__WORK REQUIRED__
Please copy, word for word, the line that contains "The pointer SHOULD return, for each instance of the blue wall" and every line after it through the end of the records, and nothing more.

__EXTRACTED INFORMATION__
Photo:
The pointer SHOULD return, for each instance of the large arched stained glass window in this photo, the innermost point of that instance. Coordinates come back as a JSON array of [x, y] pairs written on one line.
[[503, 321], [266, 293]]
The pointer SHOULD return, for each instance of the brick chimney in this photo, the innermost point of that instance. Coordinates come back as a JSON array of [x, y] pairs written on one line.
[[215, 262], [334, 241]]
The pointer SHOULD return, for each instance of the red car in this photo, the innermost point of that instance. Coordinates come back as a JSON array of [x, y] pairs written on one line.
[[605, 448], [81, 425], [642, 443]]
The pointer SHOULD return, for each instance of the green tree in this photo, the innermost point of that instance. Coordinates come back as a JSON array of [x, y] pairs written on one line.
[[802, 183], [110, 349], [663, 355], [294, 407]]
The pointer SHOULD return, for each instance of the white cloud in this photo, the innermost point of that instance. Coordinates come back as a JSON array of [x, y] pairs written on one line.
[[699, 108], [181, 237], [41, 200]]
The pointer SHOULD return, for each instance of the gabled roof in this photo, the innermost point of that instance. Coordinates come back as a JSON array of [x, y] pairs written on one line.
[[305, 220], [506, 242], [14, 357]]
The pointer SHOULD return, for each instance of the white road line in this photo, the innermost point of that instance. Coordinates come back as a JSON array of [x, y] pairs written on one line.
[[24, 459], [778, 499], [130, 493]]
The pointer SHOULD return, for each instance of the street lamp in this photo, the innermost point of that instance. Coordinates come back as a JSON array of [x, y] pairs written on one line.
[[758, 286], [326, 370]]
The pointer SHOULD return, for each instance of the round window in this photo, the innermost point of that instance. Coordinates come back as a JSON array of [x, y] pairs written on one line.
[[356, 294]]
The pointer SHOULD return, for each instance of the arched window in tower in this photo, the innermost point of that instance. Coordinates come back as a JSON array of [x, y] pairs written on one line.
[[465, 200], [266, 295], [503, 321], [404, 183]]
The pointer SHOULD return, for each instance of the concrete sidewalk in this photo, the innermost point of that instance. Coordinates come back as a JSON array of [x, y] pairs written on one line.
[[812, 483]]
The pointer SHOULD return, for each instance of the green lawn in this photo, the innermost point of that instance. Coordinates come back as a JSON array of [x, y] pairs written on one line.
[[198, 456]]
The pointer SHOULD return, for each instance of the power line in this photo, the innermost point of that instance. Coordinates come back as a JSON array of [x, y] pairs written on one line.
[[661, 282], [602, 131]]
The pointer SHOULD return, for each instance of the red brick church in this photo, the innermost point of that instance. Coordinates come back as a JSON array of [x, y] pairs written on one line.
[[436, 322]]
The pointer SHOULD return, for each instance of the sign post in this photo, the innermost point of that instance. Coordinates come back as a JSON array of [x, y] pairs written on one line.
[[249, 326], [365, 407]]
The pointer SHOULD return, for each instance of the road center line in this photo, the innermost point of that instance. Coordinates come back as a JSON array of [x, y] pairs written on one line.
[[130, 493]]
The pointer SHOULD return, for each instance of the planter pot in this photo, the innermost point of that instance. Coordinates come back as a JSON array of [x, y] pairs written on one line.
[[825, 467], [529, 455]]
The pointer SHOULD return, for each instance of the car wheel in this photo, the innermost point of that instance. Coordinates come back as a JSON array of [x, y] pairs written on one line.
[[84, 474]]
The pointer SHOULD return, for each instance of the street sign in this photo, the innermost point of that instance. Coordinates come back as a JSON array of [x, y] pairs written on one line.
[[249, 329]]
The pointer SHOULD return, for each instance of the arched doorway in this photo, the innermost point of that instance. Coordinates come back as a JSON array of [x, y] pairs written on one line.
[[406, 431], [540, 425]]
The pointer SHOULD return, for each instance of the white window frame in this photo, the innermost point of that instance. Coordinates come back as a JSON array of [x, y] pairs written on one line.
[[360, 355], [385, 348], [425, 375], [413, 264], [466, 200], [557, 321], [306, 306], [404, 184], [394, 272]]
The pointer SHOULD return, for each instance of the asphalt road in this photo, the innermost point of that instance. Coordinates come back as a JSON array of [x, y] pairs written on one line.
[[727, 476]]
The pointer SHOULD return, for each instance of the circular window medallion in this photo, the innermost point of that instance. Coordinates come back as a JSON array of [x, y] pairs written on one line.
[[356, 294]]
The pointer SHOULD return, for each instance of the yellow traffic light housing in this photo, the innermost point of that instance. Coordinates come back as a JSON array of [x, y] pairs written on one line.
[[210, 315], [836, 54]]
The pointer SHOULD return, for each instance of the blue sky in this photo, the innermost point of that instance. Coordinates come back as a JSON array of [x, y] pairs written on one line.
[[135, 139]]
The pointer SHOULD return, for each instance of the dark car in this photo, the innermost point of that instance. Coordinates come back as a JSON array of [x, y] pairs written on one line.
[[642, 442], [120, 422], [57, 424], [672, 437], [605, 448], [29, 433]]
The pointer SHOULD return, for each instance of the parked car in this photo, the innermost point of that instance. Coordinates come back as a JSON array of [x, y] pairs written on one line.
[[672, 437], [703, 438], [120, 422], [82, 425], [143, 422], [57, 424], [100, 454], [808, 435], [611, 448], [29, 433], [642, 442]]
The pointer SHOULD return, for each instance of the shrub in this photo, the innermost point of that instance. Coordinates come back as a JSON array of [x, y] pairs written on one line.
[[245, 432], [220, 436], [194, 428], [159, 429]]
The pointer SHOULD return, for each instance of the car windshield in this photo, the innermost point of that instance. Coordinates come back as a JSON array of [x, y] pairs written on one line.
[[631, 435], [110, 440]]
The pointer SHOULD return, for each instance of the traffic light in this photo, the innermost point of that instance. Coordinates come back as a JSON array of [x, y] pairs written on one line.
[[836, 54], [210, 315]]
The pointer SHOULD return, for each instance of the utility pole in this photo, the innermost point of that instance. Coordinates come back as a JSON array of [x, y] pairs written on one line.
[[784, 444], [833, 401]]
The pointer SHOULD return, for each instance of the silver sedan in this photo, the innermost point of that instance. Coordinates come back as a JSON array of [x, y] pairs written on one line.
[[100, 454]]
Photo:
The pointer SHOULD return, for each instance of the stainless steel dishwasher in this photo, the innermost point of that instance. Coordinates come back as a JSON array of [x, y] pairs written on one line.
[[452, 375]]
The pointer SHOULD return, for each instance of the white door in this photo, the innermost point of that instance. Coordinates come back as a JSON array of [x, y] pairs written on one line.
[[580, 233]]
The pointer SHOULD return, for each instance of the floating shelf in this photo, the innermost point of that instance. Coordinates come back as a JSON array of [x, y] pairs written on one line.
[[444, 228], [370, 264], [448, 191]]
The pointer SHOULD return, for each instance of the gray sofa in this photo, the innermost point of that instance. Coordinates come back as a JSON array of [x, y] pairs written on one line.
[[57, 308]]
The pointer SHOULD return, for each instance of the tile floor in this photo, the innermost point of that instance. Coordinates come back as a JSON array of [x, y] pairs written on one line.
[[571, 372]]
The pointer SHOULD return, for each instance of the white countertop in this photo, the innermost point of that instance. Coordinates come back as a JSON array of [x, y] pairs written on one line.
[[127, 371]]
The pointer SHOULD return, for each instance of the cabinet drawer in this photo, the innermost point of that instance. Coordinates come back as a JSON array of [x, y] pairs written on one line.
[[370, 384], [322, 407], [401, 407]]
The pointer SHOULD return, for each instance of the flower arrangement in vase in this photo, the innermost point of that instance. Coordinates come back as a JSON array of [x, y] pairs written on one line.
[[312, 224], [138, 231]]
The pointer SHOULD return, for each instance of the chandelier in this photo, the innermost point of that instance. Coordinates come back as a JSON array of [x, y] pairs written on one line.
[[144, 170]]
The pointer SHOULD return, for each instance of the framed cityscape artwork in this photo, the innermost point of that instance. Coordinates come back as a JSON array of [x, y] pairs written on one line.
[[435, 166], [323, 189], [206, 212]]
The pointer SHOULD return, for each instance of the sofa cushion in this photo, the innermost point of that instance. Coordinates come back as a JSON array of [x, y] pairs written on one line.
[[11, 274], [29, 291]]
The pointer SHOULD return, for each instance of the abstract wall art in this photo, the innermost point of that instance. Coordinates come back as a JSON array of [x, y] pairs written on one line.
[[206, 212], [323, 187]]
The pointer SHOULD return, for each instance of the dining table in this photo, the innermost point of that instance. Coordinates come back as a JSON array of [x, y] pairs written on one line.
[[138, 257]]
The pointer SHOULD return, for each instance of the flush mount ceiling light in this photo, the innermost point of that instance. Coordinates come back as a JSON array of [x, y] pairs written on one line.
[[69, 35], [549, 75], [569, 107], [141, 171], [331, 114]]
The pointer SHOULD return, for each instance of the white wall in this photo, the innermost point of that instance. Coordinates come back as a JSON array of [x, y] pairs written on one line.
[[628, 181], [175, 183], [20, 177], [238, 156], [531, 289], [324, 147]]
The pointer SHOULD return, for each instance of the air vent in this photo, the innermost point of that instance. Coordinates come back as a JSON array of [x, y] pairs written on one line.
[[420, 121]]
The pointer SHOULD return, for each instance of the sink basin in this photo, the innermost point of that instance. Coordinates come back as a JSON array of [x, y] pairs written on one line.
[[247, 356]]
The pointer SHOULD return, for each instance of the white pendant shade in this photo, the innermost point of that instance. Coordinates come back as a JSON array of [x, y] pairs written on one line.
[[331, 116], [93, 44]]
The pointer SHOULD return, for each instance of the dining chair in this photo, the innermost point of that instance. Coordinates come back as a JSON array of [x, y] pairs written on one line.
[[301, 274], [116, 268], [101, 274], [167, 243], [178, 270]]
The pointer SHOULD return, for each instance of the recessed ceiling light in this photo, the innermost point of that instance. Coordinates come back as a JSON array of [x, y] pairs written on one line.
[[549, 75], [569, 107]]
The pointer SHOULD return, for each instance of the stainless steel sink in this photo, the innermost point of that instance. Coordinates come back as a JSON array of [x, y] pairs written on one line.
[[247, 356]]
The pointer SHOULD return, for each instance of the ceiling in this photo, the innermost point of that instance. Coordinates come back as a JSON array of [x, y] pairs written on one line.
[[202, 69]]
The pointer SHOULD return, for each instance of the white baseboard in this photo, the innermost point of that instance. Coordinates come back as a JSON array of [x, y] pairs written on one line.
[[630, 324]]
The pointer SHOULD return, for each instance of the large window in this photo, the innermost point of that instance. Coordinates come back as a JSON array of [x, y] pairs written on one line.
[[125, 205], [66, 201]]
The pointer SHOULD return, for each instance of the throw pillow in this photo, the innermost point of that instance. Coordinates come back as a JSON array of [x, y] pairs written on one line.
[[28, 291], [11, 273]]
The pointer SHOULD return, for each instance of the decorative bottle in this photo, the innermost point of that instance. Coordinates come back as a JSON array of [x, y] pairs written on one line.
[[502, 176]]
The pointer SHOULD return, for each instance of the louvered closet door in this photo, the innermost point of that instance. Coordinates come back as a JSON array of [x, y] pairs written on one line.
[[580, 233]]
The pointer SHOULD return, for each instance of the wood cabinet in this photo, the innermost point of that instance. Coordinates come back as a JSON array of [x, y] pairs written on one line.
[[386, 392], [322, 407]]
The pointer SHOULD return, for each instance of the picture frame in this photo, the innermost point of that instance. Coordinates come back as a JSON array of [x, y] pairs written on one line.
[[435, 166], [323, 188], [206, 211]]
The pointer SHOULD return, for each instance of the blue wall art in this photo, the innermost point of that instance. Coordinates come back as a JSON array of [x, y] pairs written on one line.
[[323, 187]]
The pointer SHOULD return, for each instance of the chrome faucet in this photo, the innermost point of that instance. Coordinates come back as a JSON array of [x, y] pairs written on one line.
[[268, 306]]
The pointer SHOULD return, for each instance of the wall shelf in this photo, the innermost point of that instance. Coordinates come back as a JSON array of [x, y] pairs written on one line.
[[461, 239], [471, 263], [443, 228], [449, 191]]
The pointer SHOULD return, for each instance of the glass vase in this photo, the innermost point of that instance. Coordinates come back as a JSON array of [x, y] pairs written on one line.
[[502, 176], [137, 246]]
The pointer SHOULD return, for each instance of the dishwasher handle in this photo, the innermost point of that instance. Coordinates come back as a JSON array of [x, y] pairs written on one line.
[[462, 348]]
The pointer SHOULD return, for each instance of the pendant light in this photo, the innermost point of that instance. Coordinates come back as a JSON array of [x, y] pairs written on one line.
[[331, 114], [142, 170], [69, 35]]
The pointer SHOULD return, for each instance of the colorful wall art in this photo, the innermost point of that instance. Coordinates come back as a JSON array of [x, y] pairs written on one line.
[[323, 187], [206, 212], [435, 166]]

__ANSWER SPACE__
The pointer SHOULD return, for each instance of the blue wall art in this photo, the innermost point of that instance. Coordinates come back as a JSON array of [x, y] pairs written on one line.
[[323, 187]]
The pointer SHOULD return, for each instance of the chrome faucet in this photo, the innermost point of that instance. Coordinates come back as a JSON array of [x, y] pairs written on one line.
[[268, 306]]
The pointer SHOULD return, for each instance of the wall shelf in this photo, the innermost point of that instance. Coordinates come back as a JSON array of [x, y] pairs written on one line.
[[461, 239], [471, 263], [443, 228], [449, 191]]
The pointer SHOULD return, for each instance of the glass vase in this photo, the innermost point of that instance. Coordinates come back as a JSON array of [x, y] pairs written on one line.
[[502, 176], [137, 246]]
The pointer SHOULD return, for each instance of the dishwasher handle in this photo, the innermost point of that instance. Coordinates come back as a JSON array of [x, y] pairs written on one line.
[[462, 348]]
The pointer SHOULD return, for each instance of the pendant light in this photo, the innermost point of that instance. Coordinates come back as a JSON array of [x, y] pairs written on one line.
[[331, 114], [142, 170], [69, 35]]
The pointer SHOULD return, for each instance of the colorful wall art in this photo, the innermost point of that instance. Coordinates come back as a JSON array of [x, y] pairs written on one line.
[[323, 187], [206, 212], [435, 166]]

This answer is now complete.